[Aim] Reproduce every line of the records below without the pictures, scaling each coordinate in the answer points by 2.35 and rounding it to a whole number, with halves rounded up.

Point annotation dataset records
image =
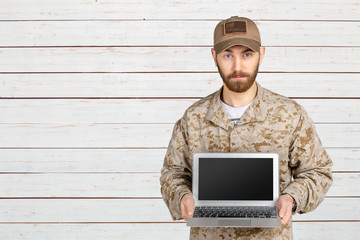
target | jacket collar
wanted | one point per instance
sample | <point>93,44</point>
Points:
<point>255,113</point>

[Full answer]
image =
target | jacket collar
wanted | one point per instance
sample | <point>93,44</point>
Points:
<point>599,266</point>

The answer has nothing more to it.